§ **Source excerpt**:
* START *

Waterdown fields 'unsafe' for tourney

Flamborough Review

By Dianne Cornish, REVIEW STAFF

The U12 boys Flamborough Flames soccer team is disappointed, the executive of the Flamborough Soccer Club is disheartened and Ward 15 councillor Judi Partridge says “it’s a shame,” but poor conditions on some of the soccer fields at Joe Sams Park have caused the South Region Soccer League (SRSL) to pull their cup finals from Waterdown and hold them in Caledon instead.

The finals, originally scheduled to be held at the Centre Road park this Sunday, would have attracted between 1,200 and 2,000 visitors to Flamborough, including soccer players, parents, coaches and guests, estimated René Juraschka, president of the Flamborough Soccer Club. “In our opinion, it’s a big loss for the community,” he said, not only because the local team will lose home field advantage, but because businesses, such as restaurants, gas stations and hotels in and around Waterdown, will lose the potential revenue that the players and visitors would have brought to the area, the club president explained.

* END *

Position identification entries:
* START *

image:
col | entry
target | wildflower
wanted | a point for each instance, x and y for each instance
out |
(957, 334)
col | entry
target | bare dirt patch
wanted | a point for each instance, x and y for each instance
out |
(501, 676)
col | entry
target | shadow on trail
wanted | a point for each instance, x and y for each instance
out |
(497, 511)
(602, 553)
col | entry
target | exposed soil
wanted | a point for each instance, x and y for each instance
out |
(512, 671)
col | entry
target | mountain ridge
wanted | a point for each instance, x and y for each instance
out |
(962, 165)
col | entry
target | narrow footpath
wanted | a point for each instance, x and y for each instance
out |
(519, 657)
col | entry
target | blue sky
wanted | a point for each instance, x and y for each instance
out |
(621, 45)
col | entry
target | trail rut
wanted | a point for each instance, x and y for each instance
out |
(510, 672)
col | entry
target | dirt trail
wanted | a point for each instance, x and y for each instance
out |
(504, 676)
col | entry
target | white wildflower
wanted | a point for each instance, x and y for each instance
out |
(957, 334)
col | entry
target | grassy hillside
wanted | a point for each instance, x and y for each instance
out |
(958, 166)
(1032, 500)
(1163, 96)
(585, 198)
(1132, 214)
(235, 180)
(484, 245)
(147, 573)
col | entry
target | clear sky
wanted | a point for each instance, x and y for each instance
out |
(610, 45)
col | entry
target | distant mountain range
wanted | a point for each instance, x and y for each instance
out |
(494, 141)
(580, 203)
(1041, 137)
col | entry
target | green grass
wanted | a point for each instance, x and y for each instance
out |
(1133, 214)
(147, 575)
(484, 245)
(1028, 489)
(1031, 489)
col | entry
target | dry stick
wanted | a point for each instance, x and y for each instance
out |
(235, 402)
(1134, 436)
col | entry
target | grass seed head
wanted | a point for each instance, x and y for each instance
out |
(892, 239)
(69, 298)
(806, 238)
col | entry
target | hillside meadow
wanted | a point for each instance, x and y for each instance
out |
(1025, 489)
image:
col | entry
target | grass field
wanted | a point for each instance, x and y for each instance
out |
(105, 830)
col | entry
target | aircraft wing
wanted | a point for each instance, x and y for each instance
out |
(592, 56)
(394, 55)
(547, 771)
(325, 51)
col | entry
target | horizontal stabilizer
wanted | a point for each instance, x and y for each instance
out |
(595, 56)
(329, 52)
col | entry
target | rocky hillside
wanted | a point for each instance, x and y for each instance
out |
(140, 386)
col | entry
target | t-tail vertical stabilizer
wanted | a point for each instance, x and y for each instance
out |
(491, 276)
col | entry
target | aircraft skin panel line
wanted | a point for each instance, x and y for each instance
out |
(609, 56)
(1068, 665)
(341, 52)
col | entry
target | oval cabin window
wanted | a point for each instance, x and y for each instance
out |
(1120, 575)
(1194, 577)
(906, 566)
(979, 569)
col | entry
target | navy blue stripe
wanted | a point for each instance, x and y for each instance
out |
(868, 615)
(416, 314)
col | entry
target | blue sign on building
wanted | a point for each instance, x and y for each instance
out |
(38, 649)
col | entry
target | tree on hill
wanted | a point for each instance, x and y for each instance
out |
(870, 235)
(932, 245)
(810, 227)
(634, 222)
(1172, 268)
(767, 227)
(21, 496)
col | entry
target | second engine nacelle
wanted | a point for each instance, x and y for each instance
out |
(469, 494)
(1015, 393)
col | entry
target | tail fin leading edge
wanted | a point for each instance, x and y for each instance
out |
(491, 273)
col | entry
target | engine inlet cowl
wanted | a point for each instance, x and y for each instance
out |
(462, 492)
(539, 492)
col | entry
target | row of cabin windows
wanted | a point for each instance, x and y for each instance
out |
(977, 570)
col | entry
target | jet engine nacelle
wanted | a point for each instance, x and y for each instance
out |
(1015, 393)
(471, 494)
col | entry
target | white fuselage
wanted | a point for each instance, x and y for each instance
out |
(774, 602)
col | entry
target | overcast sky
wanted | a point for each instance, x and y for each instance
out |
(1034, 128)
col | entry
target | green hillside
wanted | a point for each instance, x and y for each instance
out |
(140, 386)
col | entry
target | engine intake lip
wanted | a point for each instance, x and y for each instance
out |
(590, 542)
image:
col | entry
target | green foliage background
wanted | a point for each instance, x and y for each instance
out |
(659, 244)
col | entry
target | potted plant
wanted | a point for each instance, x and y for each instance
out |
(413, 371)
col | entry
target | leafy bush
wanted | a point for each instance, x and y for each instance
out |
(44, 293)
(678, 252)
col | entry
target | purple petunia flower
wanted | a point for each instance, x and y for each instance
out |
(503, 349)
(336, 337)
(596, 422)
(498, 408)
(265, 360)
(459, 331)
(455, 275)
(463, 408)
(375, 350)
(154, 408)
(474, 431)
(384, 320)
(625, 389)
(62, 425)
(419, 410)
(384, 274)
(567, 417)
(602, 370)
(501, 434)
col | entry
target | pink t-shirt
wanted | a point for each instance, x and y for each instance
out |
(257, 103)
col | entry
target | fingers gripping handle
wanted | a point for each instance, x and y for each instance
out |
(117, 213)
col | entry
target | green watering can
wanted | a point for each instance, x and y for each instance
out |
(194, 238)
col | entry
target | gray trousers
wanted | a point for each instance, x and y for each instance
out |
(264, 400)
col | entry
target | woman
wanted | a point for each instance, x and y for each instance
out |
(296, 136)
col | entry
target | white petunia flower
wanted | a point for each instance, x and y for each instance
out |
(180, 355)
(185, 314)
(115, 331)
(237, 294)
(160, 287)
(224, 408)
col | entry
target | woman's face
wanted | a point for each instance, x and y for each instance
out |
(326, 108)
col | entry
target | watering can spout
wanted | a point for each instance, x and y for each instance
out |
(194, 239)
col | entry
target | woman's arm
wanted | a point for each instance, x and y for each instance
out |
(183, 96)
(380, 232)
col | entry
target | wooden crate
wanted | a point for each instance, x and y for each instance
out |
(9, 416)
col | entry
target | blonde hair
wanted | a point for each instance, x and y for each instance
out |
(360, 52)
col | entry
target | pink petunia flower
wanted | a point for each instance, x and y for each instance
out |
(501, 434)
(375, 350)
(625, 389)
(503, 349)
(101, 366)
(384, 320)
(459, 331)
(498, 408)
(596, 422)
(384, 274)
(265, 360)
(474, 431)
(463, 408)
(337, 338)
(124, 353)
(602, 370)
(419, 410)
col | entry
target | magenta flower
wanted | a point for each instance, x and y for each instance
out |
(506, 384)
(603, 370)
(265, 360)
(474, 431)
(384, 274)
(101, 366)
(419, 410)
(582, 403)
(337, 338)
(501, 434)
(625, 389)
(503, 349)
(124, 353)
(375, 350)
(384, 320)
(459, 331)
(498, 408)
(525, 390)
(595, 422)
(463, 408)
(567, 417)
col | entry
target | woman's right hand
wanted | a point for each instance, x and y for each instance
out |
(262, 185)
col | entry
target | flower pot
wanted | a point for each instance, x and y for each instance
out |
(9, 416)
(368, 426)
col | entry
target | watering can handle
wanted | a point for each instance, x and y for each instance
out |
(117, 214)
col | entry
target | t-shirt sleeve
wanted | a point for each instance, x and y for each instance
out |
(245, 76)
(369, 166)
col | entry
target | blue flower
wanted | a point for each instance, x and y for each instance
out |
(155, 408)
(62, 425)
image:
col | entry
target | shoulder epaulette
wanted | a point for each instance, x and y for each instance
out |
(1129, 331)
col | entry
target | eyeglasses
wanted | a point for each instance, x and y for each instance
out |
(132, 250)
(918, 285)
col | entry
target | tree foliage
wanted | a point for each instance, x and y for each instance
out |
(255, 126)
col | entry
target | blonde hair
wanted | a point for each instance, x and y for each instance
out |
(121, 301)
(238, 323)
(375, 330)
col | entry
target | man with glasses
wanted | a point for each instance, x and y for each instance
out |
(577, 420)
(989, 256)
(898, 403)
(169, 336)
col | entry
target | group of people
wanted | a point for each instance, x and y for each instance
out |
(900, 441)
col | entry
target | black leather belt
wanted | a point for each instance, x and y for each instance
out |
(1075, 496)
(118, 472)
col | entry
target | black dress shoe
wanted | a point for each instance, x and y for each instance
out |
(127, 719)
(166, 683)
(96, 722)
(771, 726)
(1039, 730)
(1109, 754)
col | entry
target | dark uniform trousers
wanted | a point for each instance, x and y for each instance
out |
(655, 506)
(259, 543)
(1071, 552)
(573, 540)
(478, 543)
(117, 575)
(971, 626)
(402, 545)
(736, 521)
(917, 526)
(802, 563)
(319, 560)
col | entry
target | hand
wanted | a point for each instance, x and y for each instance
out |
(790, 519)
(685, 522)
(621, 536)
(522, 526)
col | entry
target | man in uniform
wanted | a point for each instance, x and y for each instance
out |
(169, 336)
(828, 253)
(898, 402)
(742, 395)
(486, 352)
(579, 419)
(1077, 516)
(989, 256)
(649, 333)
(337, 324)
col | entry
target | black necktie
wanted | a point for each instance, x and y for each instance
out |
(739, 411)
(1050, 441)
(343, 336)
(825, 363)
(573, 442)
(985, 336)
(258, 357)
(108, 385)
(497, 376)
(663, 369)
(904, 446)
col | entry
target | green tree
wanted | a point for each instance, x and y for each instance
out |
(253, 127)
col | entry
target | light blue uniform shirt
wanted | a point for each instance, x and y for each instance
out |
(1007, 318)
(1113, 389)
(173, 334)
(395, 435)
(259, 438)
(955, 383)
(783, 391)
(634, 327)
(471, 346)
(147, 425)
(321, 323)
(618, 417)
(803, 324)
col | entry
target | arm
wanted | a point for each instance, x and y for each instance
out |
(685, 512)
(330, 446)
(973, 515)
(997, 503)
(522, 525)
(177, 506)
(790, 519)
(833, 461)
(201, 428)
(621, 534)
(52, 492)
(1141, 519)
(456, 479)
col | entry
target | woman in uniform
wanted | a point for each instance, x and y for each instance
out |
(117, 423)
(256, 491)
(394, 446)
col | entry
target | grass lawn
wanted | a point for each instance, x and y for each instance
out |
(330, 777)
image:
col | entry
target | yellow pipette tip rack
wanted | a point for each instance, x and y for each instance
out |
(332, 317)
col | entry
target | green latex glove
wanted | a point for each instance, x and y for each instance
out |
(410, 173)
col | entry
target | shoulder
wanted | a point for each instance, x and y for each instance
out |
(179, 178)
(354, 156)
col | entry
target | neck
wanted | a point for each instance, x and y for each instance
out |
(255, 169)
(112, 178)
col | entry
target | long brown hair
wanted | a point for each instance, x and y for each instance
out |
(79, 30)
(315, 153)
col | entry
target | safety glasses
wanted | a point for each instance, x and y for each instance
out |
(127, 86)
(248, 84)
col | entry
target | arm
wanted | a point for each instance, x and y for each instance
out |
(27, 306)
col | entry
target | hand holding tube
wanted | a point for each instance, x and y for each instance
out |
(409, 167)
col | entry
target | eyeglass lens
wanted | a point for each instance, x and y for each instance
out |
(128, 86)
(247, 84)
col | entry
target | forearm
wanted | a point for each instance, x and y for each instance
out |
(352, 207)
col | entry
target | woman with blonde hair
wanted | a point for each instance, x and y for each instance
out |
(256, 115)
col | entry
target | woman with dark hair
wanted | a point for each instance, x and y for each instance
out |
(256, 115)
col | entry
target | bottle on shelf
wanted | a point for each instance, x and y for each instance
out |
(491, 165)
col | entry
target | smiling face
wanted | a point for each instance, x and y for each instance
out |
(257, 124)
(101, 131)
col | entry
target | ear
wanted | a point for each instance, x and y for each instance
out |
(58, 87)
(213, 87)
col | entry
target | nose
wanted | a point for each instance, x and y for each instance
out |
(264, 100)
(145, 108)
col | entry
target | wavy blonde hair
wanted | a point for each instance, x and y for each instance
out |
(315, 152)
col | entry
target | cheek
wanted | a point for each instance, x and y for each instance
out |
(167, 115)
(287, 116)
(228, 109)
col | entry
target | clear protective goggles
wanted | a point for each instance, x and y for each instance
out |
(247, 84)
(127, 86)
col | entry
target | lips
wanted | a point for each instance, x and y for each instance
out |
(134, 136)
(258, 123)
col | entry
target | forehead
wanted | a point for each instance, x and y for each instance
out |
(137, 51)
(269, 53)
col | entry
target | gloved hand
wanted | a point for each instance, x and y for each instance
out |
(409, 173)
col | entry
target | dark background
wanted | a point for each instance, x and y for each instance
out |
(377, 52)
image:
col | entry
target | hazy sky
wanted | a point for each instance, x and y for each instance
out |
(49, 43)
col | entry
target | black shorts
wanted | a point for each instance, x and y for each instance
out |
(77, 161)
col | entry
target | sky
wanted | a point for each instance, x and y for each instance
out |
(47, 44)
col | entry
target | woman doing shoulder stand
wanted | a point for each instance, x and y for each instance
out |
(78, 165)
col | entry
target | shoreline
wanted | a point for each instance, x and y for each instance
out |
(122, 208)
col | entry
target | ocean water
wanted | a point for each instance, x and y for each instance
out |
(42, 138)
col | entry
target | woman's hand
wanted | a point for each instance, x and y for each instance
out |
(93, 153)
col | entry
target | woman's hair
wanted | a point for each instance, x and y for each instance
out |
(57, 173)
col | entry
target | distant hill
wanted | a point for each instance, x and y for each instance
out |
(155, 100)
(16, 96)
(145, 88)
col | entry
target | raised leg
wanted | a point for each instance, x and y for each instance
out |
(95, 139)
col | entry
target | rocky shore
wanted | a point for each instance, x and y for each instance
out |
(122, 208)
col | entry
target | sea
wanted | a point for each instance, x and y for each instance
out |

* END *

§ **Tasks to complete**:
1. According to the article, how many visitors would the cup finals have attracted to Flamborough?
2. Copy the article from "Waterdown fields 'unsafe'" up to and including "in Caledon instead.".
Rely solely on the article when responding.

§ **Worked answers**:
1. Between 1,200 and 2,000 visitors.

2.
Waterdown fields 'unsafe' for tourney

Flamborough Review

By Dianne Cornish, REVIEW STAFF

The U12 boys Flamborough Flames soccer team is disappointed, the executive of the Flamborough Soccer Club is disheartened and Ward 15 councillor Judi Partridge says “it’s a shame,” but poor conditions on some of the soccer fields at Joe Sams Park have caused the South Region Soccer League (SRSL) to pull their cup finals from Waterdown and hold them in Caledon instead.